**Условие задания**
Какое здание Габриэль Гарсия Маркес назвал «Банановым Парфеноном», согласно отрывку о центре Манагуа?

**Выбранный отрывок**
★ ★ ★ ★ ★ ★ ★

В Манагуа на Площади Республики стоит «Банановый Парфенон» - так Габриэль Гарсия Маркес назвал здание бывшей Национальной Ассамблеи Никарагуа (построено в 1935 году). Площадь Республики пустынна, ветер меланхолично гоняет по ней мусор, редкие попрошайки предлагают «за ответный подарок» еще более редким туристам цветочки, плетеные из пальмового листа. На площадь выходят фасадами не такой уж старый Старый Собор (1938 г) и недавно построенный тайваньцами президентский дворец с памятником Аугусто Сандино. Замыкает квадрат площади памятник основателю Сандинистского фронта (FSLN) Карлосу Фонсеке c вечным огнем. Разнообразят цветовую гамму розовые плакаты с покаявшимся Данеэлем Ортегой. Наискосок от площади – белый параллелепипед Национального Театра им. Рубена Дарио и памятник ему, без сомнения самый красивый во всем Манагуа. Этот город – благодатное поле для расстановки монументов в любом порядке и практически в любом месте, будь то памятник Боливару, рабочему с автоматом или Иоанну-Павлу II. После землетрясения 1972 года центр города лежал в руинах, населенных бомжами, а выжившие после катастрофы более удачливые граждане строили дома вокруг старого Манагуа. В итоге город разросся вширь, оставив бывший центр незастроенным. Прежние городские кварталы уступили место пустырям и площадям, а новые кварталы находились на приличном расстоянии друг от друга, соединенные широкими шоссе. По этой причине пешая прогулка по Манагуа представляет собою весьма сомнительное мероприятие.

★ ★ ★ ★ ★ ★ ★

Фрагменты данных с точечной разметкой
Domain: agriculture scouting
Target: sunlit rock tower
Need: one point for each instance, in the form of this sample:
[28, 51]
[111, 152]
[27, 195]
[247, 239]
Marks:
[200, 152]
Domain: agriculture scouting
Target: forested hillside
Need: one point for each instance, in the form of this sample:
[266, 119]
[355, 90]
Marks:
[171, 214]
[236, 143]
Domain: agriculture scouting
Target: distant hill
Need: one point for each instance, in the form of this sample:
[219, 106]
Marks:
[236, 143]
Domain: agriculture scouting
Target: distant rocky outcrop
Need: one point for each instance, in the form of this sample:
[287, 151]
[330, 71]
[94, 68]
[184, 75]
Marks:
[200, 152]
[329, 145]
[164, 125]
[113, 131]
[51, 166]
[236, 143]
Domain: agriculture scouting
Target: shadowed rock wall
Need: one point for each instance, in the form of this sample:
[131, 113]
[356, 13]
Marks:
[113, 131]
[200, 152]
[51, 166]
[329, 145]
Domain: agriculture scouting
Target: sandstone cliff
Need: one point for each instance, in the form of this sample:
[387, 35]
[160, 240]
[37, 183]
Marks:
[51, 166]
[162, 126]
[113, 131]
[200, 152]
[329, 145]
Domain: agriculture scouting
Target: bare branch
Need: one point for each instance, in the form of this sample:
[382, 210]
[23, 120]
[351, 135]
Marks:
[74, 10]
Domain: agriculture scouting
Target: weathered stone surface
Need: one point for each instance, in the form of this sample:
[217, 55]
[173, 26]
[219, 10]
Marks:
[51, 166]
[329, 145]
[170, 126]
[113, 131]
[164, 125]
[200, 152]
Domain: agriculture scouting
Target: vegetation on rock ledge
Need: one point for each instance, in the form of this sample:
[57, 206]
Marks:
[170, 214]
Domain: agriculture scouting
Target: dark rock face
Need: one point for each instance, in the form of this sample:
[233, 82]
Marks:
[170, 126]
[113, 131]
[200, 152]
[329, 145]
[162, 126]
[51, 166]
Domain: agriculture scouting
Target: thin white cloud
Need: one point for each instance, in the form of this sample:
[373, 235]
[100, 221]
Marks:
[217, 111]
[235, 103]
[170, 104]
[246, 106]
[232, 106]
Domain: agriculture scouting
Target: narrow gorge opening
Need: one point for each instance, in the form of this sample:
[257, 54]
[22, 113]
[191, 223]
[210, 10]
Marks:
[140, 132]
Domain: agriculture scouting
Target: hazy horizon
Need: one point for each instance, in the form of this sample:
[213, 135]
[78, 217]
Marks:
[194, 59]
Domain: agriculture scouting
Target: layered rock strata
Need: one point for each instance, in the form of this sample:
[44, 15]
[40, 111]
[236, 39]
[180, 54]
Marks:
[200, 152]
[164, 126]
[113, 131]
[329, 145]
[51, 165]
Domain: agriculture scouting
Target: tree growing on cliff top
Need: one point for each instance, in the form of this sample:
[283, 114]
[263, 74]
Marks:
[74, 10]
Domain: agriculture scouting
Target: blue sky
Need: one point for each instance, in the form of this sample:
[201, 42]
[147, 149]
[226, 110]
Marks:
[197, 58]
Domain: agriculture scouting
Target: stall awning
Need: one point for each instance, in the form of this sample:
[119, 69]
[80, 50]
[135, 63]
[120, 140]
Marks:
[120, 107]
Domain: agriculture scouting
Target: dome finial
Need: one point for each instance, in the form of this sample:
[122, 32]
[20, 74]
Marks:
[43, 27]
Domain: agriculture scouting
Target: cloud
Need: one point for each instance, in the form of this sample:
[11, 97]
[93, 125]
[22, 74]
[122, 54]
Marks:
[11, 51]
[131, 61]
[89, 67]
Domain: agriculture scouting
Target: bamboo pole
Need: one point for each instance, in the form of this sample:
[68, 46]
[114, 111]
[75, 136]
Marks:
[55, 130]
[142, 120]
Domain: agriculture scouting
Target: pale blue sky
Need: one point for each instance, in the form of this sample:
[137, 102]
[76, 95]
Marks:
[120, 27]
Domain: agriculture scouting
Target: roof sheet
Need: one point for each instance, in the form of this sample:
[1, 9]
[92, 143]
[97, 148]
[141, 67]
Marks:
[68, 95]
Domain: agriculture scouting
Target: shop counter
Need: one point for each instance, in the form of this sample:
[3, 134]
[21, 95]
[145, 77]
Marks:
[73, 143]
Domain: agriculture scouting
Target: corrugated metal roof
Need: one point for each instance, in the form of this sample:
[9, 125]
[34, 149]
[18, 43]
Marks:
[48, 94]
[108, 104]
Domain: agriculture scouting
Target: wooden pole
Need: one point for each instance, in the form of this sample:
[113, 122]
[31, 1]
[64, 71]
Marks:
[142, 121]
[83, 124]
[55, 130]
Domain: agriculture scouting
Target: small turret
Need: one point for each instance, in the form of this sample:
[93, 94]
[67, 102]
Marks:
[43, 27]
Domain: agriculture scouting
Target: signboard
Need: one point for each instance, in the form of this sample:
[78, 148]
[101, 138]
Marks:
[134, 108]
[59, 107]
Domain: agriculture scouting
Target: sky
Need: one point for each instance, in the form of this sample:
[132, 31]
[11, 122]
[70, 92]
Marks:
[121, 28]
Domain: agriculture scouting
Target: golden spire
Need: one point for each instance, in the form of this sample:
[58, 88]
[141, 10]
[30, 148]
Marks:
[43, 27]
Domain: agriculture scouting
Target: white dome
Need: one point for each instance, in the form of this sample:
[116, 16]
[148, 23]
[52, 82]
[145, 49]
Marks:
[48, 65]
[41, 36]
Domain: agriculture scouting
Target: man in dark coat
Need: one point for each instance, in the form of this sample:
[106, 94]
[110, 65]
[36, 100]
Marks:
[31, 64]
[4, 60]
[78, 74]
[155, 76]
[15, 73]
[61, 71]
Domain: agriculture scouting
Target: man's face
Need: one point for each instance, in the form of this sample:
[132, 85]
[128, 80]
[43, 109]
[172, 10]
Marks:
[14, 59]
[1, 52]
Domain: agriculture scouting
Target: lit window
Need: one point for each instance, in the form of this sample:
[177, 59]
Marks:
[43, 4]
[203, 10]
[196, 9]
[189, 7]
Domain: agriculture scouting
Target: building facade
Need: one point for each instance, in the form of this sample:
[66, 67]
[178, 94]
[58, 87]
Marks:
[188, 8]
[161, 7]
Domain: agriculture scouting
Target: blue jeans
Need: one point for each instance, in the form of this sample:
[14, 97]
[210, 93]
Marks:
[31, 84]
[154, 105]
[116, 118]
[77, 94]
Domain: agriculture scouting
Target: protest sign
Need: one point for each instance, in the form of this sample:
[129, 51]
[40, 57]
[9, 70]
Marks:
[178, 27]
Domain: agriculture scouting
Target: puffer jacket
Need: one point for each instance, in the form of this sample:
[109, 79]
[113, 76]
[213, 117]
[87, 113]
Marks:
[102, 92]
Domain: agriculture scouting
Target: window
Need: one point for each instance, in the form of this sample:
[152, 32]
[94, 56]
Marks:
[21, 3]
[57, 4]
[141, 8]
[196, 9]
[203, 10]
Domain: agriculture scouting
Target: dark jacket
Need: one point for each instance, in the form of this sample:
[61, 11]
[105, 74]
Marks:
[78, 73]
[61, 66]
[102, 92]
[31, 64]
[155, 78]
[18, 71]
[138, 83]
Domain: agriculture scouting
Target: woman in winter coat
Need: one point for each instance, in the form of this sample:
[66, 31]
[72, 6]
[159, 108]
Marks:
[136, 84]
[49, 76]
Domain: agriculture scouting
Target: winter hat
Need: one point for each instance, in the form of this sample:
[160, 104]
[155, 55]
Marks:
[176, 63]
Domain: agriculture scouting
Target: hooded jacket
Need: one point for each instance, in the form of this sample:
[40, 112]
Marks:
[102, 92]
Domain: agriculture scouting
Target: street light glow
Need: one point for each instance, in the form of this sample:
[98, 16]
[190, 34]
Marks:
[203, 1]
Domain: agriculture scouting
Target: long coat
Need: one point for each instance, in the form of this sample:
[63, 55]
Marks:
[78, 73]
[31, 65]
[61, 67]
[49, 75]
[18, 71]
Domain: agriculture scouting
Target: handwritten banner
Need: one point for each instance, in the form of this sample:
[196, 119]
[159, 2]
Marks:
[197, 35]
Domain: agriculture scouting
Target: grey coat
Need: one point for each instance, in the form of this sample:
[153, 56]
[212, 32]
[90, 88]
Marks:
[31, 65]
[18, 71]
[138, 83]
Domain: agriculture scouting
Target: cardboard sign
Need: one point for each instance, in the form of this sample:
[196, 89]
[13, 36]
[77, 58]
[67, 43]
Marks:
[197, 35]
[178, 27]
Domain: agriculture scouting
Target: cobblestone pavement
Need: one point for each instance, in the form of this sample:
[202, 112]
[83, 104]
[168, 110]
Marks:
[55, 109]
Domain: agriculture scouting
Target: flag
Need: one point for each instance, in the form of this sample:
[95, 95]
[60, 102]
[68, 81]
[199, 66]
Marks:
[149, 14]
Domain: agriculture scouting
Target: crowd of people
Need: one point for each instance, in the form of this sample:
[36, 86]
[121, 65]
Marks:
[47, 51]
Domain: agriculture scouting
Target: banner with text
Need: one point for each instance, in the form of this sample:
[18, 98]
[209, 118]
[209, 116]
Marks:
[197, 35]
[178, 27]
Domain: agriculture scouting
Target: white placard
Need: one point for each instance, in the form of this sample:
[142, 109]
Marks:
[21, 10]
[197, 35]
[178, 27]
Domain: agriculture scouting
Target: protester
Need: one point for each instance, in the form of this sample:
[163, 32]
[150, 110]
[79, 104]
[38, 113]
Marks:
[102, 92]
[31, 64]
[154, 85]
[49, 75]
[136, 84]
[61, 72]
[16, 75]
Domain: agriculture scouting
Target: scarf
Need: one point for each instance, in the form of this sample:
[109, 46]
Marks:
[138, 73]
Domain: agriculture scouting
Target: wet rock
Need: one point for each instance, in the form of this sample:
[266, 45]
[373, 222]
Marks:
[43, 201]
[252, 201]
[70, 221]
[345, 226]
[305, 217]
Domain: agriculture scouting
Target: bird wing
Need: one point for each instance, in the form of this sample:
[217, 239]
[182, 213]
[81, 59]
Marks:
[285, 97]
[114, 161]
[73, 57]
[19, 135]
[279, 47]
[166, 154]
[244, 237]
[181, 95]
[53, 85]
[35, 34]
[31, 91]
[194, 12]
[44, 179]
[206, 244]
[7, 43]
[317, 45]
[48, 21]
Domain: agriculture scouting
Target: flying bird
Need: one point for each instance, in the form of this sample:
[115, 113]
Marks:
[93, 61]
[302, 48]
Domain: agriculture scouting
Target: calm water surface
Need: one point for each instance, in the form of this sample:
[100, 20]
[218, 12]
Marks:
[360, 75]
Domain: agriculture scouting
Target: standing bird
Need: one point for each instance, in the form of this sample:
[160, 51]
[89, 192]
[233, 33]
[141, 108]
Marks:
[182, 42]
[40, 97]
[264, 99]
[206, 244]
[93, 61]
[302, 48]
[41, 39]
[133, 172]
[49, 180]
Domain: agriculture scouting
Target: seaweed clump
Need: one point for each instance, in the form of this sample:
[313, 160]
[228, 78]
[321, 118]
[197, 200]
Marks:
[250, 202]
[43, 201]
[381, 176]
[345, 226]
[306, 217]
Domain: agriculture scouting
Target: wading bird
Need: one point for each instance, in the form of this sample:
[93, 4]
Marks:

★ ★ ★ ★ ★ ★ ★

**Ответ**
Здание бывшей Национальной Ассамблеи Никарагуа на Площади Республики.